--- THE REQUEST ---
Rewrite everything from the line containing "Task: tag the blurred" down to the line containing "x=1249, y=472", both lines included and nothing more. Scale each answer coordinate by 2.2 and round to a whole number, halves up, while leaving every other line, sample coordinates included, unchanged.

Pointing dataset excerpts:
--- --- ---

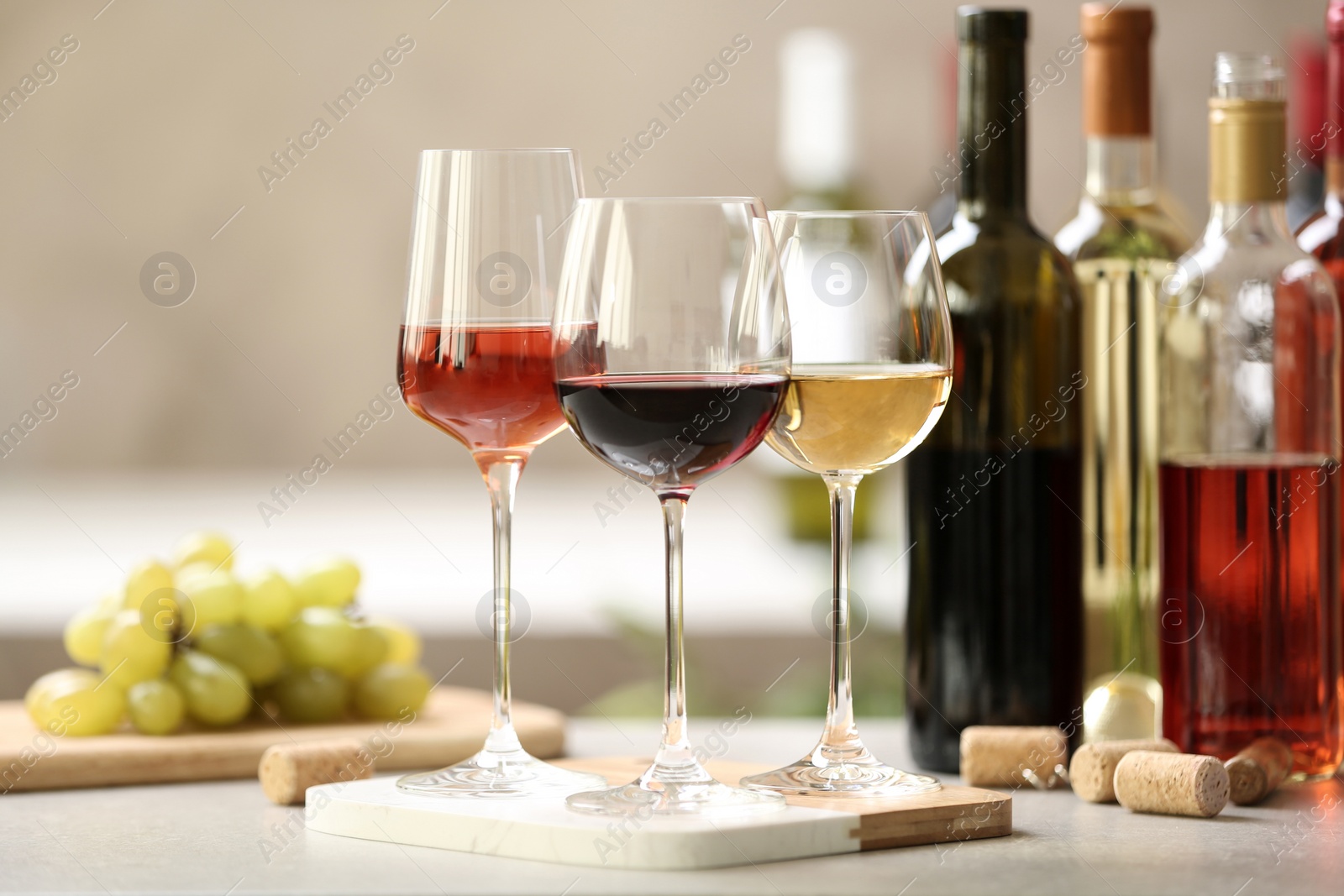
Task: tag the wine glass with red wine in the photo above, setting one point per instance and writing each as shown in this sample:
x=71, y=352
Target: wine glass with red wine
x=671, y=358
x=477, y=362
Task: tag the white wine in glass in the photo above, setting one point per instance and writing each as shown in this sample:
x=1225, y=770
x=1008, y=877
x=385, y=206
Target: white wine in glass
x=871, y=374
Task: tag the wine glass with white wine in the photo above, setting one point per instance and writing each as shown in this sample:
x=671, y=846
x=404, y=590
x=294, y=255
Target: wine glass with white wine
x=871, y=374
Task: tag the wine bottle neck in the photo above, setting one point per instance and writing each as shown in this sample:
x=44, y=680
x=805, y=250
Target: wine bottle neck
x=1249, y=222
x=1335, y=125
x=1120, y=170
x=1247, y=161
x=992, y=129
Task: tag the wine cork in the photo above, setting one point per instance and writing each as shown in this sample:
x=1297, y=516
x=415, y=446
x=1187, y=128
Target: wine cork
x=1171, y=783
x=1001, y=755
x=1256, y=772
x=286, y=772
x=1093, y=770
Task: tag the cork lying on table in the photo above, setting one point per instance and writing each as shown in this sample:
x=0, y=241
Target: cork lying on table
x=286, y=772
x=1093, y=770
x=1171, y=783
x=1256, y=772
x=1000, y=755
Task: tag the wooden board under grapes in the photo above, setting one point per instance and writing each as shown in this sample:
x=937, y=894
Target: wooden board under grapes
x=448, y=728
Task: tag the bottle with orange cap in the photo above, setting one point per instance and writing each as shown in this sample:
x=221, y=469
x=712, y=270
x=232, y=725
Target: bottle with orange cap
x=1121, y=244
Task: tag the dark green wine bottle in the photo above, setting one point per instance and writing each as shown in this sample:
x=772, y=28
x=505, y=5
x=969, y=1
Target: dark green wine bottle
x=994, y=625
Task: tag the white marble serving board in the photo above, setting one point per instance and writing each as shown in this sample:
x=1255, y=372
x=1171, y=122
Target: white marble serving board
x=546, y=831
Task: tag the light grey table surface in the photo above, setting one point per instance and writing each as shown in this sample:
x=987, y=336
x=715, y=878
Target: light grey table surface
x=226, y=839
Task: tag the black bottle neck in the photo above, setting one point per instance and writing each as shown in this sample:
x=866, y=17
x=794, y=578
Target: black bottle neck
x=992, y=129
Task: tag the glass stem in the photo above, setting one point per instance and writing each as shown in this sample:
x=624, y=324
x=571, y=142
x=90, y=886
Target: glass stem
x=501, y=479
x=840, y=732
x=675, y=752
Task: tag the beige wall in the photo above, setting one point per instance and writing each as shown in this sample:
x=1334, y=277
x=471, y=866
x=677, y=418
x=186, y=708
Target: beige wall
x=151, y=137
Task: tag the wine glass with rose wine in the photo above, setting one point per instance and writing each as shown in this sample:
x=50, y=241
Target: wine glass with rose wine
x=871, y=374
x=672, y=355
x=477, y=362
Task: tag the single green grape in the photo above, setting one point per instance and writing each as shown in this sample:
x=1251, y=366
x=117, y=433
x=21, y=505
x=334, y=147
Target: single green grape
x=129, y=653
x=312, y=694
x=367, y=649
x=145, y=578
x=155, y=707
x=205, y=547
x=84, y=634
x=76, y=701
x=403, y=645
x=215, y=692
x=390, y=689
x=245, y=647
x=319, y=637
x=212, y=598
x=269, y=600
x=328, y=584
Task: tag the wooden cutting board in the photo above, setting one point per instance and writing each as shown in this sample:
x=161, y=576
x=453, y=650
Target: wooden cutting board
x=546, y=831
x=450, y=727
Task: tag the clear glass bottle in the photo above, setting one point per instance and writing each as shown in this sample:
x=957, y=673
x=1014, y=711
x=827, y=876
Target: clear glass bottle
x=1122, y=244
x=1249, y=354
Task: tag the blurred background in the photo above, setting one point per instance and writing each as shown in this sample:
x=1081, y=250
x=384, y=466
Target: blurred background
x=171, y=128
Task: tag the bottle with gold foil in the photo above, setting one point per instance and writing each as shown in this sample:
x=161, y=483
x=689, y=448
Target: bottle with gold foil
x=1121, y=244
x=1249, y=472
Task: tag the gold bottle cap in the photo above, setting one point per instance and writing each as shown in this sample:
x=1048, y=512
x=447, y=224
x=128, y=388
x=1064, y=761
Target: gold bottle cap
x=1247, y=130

--- --- ---

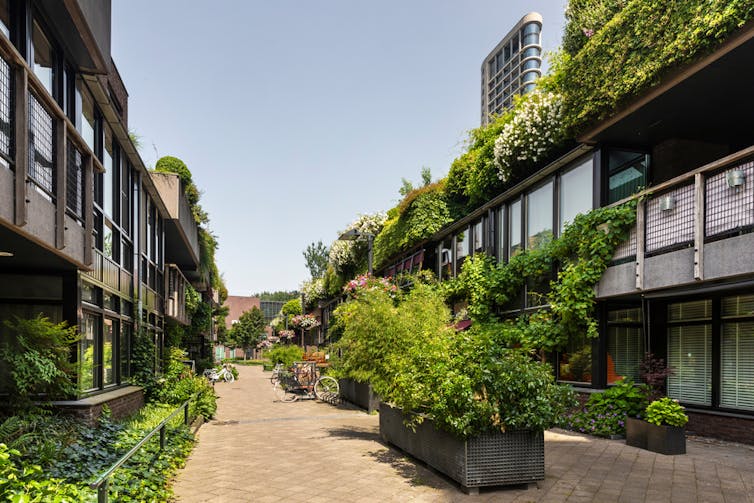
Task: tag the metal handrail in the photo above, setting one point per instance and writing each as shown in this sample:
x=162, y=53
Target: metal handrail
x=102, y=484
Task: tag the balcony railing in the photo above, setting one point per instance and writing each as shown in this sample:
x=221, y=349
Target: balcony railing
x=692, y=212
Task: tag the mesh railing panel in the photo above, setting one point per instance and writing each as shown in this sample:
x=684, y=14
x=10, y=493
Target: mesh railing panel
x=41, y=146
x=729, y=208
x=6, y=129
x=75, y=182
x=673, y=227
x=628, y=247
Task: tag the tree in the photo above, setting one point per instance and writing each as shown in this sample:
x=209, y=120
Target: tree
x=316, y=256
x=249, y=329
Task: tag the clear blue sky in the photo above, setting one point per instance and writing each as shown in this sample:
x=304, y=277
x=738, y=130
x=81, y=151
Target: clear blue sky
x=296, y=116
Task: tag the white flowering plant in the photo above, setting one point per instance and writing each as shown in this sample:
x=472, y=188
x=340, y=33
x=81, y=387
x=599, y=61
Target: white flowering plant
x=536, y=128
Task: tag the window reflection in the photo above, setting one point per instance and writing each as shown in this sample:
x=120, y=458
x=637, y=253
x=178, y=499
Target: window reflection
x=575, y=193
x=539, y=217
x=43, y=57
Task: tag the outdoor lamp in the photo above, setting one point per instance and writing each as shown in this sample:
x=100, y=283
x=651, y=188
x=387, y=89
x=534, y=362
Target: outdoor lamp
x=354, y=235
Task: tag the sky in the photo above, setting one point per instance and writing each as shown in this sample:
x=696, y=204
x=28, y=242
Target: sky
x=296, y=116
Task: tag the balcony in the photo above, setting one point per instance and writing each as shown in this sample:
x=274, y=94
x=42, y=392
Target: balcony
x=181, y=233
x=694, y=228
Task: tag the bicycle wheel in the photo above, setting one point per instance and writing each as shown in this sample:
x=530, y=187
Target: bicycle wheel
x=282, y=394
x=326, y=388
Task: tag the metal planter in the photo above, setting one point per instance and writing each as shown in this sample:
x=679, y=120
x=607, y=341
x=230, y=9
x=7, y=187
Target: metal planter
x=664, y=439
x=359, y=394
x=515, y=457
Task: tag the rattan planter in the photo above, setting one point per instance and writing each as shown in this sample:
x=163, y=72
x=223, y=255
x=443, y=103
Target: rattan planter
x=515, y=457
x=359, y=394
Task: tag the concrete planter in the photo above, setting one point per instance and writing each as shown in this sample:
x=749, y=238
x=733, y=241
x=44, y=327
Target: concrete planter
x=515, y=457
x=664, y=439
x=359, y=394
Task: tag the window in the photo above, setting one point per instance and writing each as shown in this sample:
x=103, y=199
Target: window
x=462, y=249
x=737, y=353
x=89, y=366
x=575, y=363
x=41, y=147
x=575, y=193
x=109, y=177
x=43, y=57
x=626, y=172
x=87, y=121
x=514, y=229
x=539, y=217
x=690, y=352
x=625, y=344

--- --- ---

--- SOLVED PROBLEM ---
Task: tag the blurred background in the photo above, setting one point per instance and writing each as shown in this sample:
x=1081, y=250
x=384, y=466
Target: blurred background
x=376, y=282
Task: tag the bottle with gold foil in the photo above, setting one point per instance and writing each as shown in this sample:
x=161, y=483
x=689, y=448
Target: bottle with gold foil
x=2466, y=537
x=2748, y=1038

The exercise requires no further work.